Rewrite the stretch of the listing below from its start through the line containing "[149,249,210,274]" as a numbered list, leaving out blank lines.

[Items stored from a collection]
........

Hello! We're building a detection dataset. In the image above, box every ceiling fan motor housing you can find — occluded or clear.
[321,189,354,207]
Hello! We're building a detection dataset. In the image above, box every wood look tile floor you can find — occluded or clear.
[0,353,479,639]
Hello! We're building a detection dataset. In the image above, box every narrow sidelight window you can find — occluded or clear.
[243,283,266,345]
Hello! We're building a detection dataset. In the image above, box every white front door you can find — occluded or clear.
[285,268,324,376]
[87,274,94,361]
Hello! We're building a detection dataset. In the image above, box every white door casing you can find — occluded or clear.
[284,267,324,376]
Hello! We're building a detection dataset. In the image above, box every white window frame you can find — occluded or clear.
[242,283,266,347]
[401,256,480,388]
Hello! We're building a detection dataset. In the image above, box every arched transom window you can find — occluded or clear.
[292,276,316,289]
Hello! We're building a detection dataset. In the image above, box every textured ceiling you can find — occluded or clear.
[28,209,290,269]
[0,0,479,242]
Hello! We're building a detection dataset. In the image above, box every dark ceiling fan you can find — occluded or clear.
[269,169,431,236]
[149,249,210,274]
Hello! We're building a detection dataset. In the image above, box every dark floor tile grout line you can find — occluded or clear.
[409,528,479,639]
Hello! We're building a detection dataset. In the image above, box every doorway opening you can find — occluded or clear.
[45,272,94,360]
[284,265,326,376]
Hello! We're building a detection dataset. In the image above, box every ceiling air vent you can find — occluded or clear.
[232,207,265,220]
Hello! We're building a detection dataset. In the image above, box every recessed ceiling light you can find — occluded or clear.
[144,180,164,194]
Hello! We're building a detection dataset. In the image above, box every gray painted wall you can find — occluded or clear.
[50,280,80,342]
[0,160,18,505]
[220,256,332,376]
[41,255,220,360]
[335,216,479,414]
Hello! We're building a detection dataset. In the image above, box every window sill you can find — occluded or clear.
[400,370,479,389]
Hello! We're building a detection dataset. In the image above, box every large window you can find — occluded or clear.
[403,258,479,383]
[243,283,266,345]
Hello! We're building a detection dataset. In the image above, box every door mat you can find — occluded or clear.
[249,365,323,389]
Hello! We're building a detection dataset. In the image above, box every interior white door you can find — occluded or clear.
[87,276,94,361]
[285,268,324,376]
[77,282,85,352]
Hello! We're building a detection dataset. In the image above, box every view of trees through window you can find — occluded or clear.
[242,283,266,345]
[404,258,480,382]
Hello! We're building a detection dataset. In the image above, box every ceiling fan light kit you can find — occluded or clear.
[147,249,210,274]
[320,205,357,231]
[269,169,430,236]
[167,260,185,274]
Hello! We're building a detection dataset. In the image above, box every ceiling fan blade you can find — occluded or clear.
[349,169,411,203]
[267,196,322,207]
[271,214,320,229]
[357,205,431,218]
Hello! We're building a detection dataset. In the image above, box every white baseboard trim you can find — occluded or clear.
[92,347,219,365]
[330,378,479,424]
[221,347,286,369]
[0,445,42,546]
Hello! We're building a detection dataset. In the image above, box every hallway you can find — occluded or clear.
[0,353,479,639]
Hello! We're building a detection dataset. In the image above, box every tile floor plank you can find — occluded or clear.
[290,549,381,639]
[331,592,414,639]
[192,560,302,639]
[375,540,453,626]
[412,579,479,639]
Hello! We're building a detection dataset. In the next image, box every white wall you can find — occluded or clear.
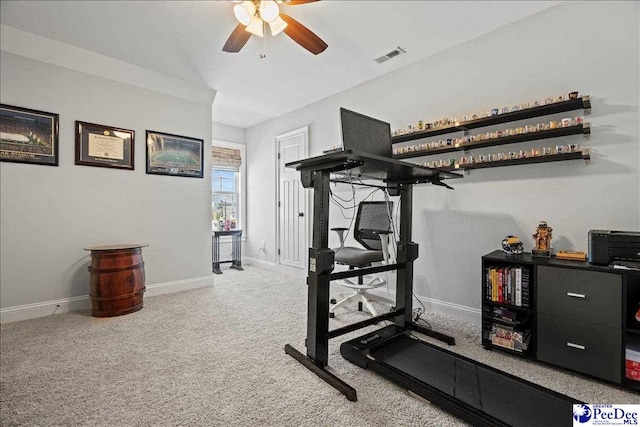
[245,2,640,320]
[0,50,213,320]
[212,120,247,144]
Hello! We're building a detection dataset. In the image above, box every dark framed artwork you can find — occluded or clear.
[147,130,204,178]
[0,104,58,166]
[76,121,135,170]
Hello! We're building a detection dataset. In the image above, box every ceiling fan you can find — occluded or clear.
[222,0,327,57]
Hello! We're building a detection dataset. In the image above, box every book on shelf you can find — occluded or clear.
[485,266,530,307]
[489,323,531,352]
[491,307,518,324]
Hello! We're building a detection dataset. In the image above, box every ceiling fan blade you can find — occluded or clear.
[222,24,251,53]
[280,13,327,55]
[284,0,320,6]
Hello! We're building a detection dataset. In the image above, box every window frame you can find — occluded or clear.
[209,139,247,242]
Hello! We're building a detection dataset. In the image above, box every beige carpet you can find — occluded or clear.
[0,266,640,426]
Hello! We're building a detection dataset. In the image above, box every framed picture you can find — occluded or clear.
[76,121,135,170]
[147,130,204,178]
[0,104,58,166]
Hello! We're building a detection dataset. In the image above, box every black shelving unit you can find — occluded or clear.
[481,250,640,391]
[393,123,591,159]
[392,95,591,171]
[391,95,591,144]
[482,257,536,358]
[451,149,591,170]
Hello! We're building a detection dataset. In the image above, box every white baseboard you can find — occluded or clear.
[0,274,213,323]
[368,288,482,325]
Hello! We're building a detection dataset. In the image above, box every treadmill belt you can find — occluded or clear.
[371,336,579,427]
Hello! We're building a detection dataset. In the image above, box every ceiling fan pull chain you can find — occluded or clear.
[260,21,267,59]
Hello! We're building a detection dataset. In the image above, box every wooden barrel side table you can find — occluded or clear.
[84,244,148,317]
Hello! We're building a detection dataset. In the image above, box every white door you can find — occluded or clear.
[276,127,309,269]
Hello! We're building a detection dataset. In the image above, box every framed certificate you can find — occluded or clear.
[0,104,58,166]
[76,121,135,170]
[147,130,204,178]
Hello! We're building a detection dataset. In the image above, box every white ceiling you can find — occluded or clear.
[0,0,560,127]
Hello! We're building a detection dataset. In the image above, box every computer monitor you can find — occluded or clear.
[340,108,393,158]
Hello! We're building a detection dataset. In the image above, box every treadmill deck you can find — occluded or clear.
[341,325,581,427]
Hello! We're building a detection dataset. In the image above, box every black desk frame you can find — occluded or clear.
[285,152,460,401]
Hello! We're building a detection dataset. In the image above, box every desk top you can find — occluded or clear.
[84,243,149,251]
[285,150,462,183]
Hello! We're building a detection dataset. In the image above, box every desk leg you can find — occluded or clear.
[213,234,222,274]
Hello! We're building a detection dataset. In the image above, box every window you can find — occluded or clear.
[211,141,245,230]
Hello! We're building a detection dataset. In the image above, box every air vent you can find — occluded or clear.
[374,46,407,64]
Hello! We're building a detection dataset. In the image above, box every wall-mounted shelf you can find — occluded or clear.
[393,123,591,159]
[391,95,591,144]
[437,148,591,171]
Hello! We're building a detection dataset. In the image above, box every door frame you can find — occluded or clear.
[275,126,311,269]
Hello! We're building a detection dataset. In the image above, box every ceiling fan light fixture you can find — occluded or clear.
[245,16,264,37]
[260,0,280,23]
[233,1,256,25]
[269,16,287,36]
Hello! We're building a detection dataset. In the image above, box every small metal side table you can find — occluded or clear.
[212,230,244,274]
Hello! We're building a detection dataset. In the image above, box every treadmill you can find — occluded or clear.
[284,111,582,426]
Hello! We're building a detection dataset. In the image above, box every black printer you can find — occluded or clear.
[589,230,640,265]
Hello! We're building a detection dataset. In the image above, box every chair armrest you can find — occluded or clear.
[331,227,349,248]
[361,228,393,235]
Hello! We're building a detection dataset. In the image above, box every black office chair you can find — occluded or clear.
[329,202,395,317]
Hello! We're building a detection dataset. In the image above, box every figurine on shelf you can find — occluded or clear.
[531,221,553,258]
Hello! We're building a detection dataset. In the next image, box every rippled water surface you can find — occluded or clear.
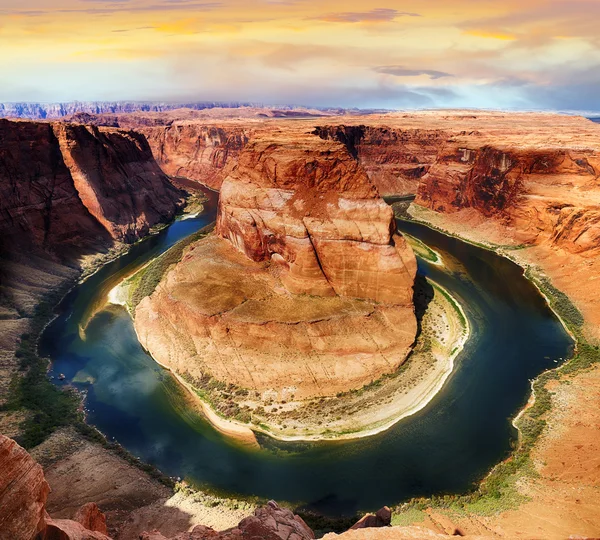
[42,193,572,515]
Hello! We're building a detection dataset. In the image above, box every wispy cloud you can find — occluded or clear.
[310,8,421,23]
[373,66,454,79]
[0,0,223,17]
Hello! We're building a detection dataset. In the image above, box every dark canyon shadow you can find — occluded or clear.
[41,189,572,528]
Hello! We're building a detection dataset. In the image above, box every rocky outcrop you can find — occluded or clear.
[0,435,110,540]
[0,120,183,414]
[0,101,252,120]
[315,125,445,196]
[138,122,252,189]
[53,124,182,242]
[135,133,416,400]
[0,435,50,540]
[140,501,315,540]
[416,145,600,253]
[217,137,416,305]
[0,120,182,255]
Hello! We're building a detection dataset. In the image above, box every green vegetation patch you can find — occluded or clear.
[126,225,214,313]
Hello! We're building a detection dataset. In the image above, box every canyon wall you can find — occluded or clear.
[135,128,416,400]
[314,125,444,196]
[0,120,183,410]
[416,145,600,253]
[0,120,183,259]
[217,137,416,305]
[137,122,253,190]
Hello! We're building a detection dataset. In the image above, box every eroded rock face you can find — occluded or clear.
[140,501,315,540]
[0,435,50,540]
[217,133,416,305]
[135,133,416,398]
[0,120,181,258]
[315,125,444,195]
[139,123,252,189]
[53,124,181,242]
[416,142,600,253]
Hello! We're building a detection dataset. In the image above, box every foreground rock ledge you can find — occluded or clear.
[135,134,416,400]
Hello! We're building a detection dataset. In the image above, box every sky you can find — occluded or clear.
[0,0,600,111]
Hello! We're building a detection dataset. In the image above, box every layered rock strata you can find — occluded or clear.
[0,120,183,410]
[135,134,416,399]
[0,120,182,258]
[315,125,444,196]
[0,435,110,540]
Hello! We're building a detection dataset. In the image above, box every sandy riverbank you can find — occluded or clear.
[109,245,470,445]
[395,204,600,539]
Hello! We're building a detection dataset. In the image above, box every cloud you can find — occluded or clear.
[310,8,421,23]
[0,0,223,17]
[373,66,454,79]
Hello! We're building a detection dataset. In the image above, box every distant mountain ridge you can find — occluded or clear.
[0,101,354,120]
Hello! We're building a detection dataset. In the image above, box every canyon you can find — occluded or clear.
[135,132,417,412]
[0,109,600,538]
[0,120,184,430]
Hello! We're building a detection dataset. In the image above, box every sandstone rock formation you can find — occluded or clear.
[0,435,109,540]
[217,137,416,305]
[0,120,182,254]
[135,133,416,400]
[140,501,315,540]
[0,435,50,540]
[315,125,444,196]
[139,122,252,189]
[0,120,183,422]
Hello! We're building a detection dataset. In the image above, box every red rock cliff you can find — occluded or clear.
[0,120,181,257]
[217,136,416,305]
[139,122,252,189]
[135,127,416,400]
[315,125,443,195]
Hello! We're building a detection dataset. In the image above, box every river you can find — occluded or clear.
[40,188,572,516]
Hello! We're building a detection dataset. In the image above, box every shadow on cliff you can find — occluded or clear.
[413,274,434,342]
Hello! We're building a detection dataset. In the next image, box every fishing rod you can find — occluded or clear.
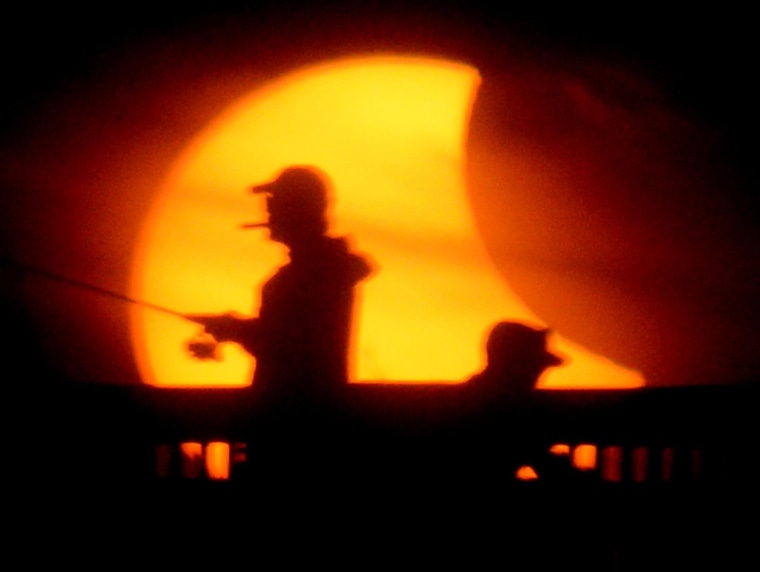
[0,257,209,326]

........

Task response:
1. Hello! We're building a detection dataset. In the image above, box every ceiling fan motor housing you can find — occluded or clear.
2. [321,189,354,207]
3. Hello! We're building a detection dataset. In the image above, box every wood look tile floor you can find — occluded or clear.
4. [0,353,479,639]
5. Hello! We're building a detection dataset. In the image above, box every narrow sidelight window you can find — occluded or clear.
6. [243,283,266,345]
7. Hello! We're building a detection dataset. In the image above, box every white front door you can find — occluded or clear.
8. [285,268,324,376]
9. [87,274,94,361]
10. Hello! We're building a detection dataset. In the image above, box every white door casing you can find — occluded or clear.
11. [284,267,324,376]
12. Hello! We're building a detection dataset. In the image above, box every white window frame you can find — occluded or clear.
13. [242,283,266,347]
14. [401,256,480,388]
15. Hello! We're building a detection dataset. In the image above, box every arched transom window you can find — occluded or clear.
16. [292,276,316,289]
17. Hello! We're building a detection dataset. In the image above, box every textured ceiling you can find — occluded or clear.
18. [28,209,290,269]
19. [0,0,479,242]
20. Hello! We're building a detection dataset. In the image above, box every dark ceiling fan you can find — occluded or clear.
21. [269,169,431,236]
22. [149,249,210,274]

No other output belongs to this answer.